Il profumo dei trenta denari

Il giovane Flash domanda a Ironman quale è il suo superpotere. Ironman, avviando il motore della sua Mercedes super lusso, risponde: sono ricco. Sì, anch'io sono sicuro che un po' di sporca ricchezza mi avrebbe largamente facilitato il percorso verso il sacerdozio.

Ne doveva esser sicuro anche il gaio aspirante che si presentò in comunità con un sottinteso. Ogni volta che ci veniva a far visita la sua testa pelata sembrava sempre più lucida e le mani sempre meno vuote. Una volta la torta, una volta i dolci, una volta un arrosto, una volta un intera spesa per un pranzo luculliano... Il prepuzio preposito pareva sempre quasi pronto a derogare alla sua inderogabile norma del "qui tre vocazioni sono già troppe" (spoiler: non derogherà).

Nel mio interminabile gioco dell'oca vocazionale, a dispetto del fatto che mi capitava sempre la penalità del "Riparti dal Via!", ho in diverse occasioni messo mano alla carta bancomat. Gesti che consideravo un investimento - come quando ad esempio pagare un conto altrui significò non far perdere al prete alcuni preziosi minuti che servivano al colloquio con me. O come una gratitudine - non scrocco un pranzo andando a mani vuote. O come carità - una volta sospettavo che uno dei presenti era in difficoltà economiche e perciò pagai per tutti (guadagnandomi un gratuito sarcasmo da un altro dei presenti che, come me, pure aveva il bancomat).

Non ero ricco. Non lo sono mai stato. Ho solo investito quel poco che avevo e nei momenti in cui lo ritenevo utile. Anche rischiando. Qualche anno prima, in una diversa comunità in cui ero postulante sentii il superiore lamentarsi di un diluvio di imminenti e inevitabili spese. Sembrava sincero e preoccupato. Gli dissi che potevo mettergli a disposizione tutto quel che avevo sul mio conto bancario. Ero sincero (e avventato). Per mia immensa fortuna, il superiore colto alla sprovvista ringraziò e disse che non era necessario e tornò in sagrestia (solo qualche attimo dopo realizzai di essere stato troppo avventato... mentre lui realizzava di essere stato a sua volta troppo avventato nel non lasciarsi aperto nemmeno uno spiraglio).

• Esercizi:
a – Indica se le seguenti affermazioni concordano con il brano sul percorso vocazionale. Per ciascuna rispondi sì o no e cita le parole decisive del testo: (i) chi narra non è mai stato ricco; (ii) alla fine il preposito fece un'eccezione alla propria norma per l'aspirante dalla testa pelata; (iii) il superiore dell'altra comunità accettò l'offerta del denaro presente sul conto bancario.
b – Prosegui il brano sul percorso vocazionale, ripartendo dopo la sua ultima frase.

Dati delle regioni etichettate
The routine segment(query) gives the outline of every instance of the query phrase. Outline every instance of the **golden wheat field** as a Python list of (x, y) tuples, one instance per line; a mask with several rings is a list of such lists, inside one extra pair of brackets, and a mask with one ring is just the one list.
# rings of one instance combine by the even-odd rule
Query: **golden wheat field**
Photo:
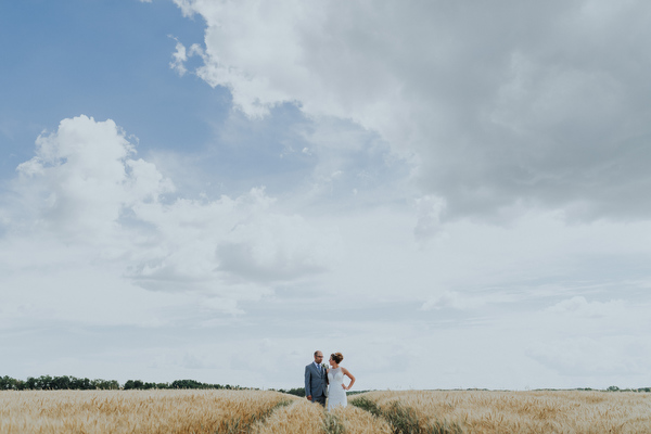
[(323, 411), (270, 391), (0, 392), (0, 433), (651, 433), (651, 394), (369, 392)]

• Le risposte:
a –
(i) Sì: «Non ero ricco. Non lo sono mai stato.»
(ii) No: «(spoiler: non derogherà)».
(iii) No: «ringraziò e disse che non era necessario».

b –
Tranne rarissimi esemplari, i preti non hanno mai lavorato in vita loro. Mai guadagnato uno stipendio, nel senso di guadagnarselo a suon di serietà, responsabilità, puntualità. Questo genere di preti considera le offerte dei fedeli un atto dovuto anziché un dono inatteso. Considerano la ricchezza altrui come un'ingiustizia fino a che gran parte di quella ricchezza non trasloca nelle loro tasche (sì, proprio come i comunisti). Svalutano o dimenticano rapidamente cosa hanno ricevuto, ricordano (e rivalutano) molto largamente ciò che hanno dato. Come facilmente immaginabile, anche in ambiente tradizionalista vale il sottinteso: senza soldi non si cantano messe (tanto meno si accettano vocazioni, si considerano anime in difficoltà spirituale, si prendono sul serio richieste che dovrebbero essere prese a prescindere a causa dei doveri sacerdotali, eccetera), talvolta persino con la scusa ufficiale che non sguazzano nell'oro.

Nel proporgli di mettere subito a disposizione tutto ciò che avevo, il mio orizzonte era la comunità. Mi ero avvicinato alla comunità da pochi mesi ma ero già piuttosto certo di volervi rimanere a vita, per cui anche nell'ipotesi che quei soldi non mi sarebbero mai stati più restituiti restava inteso che da sacerdote di quella comunità la prima beneficiaria delle mie donazioni sarebbe stata la comunità stessa. Povero ingenuo! A creare il buco nero nei conti non erano state le spese e le bollette, ma i malriusciti intrallazzi del superiore e le regalie ai seminaristi frocetti (povero me illuso, che mi illudevo che questi ultimi si potevano in qualche modo tenere a distanza di sicurezza, incensarli quel tanto che basta da renderli inoffensivi, e magari assistere alla loro dipartita dalla comunità alla prima gelosia trasversale).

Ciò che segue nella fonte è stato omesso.